Selected text

9.4 First Contact (Verification)

It is time to turn on the face of our city.

Run the deployment script from your host:

chmod +x 08-deploy-grafana.sh
./08-deploy-grafana.sh

Wait about 15-30 seconds for the container to start and for the database migrations to complete. You can verify it is healthy with docker ps. If you want to confirm the database connection immediately, check the logs:

docker logs grafana | grep "Connecting to DB"

You should see a message confirming the connection to postgres.

The Moment of Truth

Open your web browser on the host and navigate to:
https://grafana.cicd.local:3000

Secure Lock: You should see the green padlock immediately. This confirms our Root CA trust chain is working for this new service.
Login:
User: admin
Password: Retrieve it from your environment file:

grep GRAFANA_ADMIN_PASSWORD ~/cicd_stack/cicd.env

Verification 1: The Stateless Backend

We need to prove that we are actually using the shared PostgreSQL cluster and not a hidden SQLite file.

In the Grafana sidebar, locate the Administration section (usually a gear or shield icon at the bottom).
Click Settings.
In the search bar or list, look for the [database] section.
Verify the following line:
type: postgres
host: postgres.cicd.local:5432

If this says sqlite3, the environment variable injection failed. If it says postgres, you have successfully deployed a stateless application.

Verification 2: The Provisioned Dashboards

We need to prove that our "Infrastructure as Code" provisioning worked.

Click Dashboards in the left sidebar.
You should see a populated list of dashboards ready to go. Unlike a manual installation which starts empty, your screen will be filled with the visualizations we defined in code:
Artifactory Native Metrics
Cadvisor exporter
ElasticSearch
GitLab Omnibus Complete
Jenkins: Performance
Node Exporter Full
SonarQube Native Metrics

Click on "Node Exporter Full".

Problem requirements
Answer these from the Grafana verification text:
(a) How long should you wait for the container to start and the database migrations to complete?
(b) What does it mean if the [database] section shows sqlite3?
(c) Which dashboard does the text say to click on last?

Dataset excerpts

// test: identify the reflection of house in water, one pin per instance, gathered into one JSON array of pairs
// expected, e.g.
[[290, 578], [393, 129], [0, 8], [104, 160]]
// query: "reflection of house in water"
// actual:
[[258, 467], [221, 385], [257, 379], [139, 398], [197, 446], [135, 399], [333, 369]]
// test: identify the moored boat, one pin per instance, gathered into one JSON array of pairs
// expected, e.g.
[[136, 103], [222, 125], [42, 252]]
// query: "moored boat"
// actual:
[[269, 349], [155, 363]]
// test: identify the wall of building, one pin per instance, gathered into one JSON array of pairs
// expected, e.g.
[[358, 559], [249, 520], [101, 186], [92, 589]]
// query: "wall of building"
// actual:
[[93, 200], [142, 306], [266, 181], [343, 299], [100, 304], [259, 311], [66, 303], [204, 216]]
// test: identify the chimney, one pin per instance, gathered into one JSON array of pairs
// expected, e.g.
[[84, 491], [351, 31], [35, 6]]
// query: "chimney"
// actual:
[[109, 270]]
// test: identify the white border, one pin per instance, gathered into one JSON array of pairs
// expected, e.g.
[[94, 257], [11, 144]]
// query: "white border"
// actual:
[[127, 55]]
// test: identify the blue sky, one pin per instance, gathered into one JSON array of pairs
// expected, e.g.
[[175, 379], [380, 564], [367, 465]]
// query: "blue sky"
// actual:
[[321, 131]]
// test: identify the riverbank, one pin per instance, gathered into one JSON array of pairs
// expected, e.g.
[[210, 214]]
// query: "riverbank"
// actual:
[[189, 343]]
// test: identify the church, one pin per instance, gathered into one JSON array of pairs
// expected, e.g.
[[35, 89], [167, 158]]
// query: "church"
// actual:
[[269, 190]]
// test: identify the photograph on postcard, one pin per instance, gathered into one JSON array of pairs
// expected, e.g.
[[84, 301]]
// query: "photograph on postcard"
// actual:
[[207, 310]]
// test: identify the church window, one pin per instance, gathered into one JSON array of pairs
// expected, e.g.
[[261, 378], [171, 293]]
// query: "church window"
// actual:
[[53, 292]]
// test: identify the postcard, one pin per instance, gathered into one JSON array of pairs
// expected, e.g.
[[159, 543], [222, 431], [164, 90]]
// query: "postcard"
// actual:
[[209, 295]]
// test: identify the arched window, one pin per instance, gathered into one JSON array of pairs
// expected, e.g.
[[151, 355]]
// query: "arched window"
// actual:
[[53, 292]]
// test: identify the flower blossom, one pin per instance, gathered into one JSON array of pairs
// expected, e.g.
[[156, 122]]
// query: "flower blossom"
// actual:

Full response
(a) About 15-30 seconds.
(b) The environment variable injection failed.
(c) "Node Exporter Full".